SOURCE PASSAGE —
►

I am a postodoctoral researcher working with Chris Darimont, in the Applied Conservation Science Lab at the University of Victoria, and John Ford, at Fisheries and Oceans Canada’s Pacific Biological Station.
With a background in mathematics and biology, I use mathematical and statistical models, combined with field data, to answer questions about ecology, conservation, and evolution. My current work focuses on the population biology of social mammals (killer whales and meerkats) and salmon on the BC coast. I collaborate with a number of researchers to investigate demography, evolution, spatial patterns, and behaviour in species ranging from copepods to bears.
Past work can be found on the publications page.
I recently completed postdoctoral positions with Mark Lewis, in the Centre for Mathematical Biology at the University of Alberta, and Martin Krkošek, in Ecology and Evolutionary Biology at the University of Toronto.
I completed my PhD at the University of Cambridge (UK) in 2013, supervised by Tim Clutton-Brock, exploring temporal patterns of population density, group-level demography, and territoriality in meerkats.
Before my PhD, I completed degrees in mathematics (Major) and biology (Honours) at the University of Victoria (BC, Canada) in 2008. There, I worked with Brad Anholt, modelling the evolution of sex ratio and anti-predator defences.

◄

Referring expression data
►

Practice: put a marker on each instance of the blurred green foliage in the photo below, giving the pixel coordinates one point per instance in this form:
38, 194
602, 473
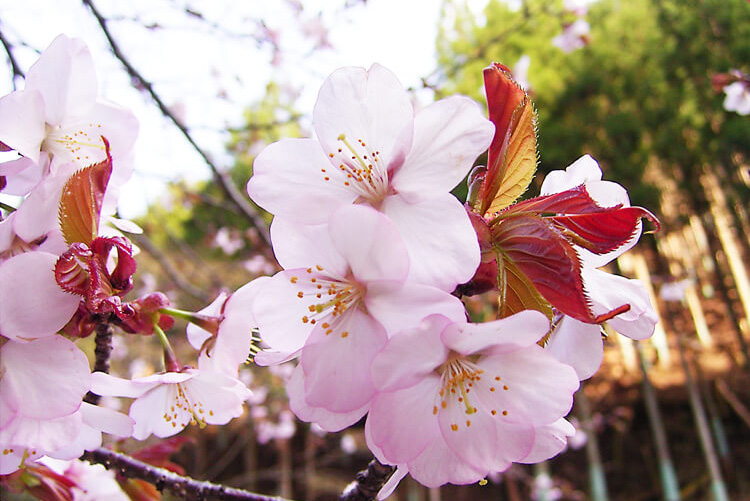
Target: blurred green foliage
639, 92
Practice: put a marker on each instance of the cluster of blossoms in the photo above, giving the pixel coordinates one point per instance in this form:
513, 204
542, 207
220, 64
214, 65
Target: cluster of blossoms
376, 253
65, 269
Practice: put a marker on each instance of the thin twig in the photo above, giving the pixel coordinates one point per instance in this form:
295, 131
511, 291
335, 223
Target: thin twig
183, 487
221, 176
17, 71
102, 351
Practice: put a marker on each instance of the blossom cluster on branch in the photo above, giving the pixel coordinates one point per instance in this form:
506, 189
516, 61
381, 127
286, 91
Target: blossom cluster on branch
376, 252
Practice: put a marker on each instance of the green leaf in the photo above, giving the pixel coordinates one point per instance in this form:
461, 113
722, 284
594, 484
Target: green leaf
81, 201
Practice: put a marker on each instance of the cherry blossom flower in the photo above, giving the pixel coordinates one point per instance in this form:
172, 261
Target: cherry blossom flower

◄
►

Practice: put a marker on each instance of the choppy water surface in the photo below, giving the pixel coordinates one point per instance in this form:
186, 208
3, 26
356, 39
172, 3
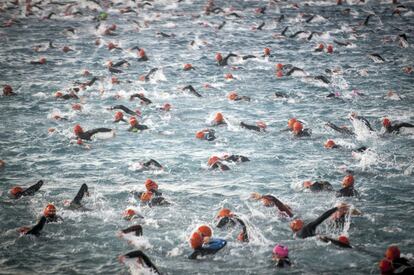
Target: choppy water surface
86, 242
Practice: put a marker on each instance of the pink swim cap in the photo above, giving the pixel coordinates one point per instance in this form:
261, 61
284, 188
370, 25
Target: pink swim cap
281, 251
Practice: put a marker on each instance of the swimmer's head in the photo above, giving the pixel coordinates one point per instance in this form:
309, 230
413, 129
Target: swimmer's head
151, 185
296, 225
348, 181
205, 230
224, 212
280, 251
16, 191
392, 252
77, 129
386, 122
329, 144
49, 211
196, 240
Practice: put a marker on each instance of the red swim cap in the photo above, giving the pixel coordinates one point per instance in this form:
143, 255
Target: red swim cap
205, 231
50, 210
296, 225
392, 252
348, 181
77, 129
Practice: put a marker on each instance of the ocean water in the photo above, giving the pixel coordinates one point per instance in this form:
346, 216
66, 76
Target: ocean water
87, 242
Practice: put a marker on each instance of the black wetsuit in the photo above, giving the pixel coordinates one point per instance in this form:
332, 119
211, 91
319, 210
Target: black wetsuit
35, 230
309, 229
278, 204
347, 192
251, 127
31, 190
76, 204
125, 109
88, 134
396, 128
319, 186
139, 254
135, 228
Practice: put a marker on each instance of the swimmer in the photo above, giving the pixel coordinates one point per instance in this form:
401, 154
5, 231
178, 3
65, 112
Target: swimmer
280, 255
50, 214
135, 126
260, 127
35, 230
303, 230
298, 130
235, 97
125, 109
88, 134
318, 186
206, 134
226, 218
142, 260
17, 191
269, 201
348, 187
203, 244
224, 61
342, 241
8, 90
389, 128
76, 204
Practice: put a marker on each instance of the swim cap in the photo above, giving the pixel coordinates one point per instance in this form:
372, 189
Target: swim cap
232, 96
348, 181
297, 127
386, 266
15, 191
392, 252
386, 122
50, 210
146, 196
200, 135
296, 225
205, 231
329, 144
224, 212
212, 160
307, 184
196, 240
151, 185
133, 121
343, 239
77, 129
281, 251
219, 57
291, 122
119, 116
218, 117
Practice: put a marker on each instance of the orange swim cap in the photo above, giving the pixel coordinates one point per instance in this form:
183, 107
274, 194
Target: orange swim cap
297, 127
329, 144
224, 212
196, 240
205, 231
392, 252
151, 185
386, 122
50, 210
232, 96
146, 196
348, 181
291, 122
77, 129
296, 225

◄
►

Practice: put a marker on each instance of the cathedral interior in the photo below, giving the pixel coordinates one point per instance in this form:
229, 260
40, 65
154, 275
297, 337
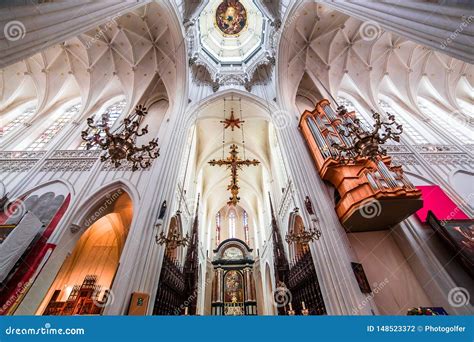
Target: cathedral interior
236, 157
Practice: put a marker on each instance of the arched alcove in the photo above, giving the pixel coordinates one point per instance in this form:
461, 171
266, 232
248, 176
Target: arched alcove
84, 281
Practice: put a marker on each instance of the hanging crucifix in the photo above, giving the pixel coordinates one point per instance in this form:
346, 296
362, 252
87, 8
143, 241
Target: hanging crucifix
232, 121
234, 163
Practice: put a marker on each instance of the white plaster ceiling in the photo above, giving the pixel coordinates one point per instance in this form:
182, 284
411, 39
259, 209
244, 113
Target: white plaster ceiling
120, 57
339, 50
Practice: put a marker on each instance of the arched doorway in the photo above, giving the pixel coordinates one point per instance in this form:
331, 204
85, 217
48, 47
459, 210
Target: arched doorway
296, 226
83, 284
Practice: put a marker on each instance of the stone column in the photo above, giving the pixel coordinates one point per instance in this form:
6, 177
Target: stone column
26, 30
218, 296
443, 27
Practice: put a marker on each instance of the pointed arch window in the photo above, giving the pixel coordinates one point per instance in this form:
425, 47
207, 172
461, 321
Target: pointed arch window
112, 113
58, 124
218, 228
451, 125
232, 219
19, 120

◄

WORK ORDER — In the order they appear, name every person mentioned in the researcher profile.

ANSWER TO THIS EXERCISE —
Chris Darimont
John Ford
Mark Lewis
Martin Krkošek
Tim Clutton-Brock
Brad Anholt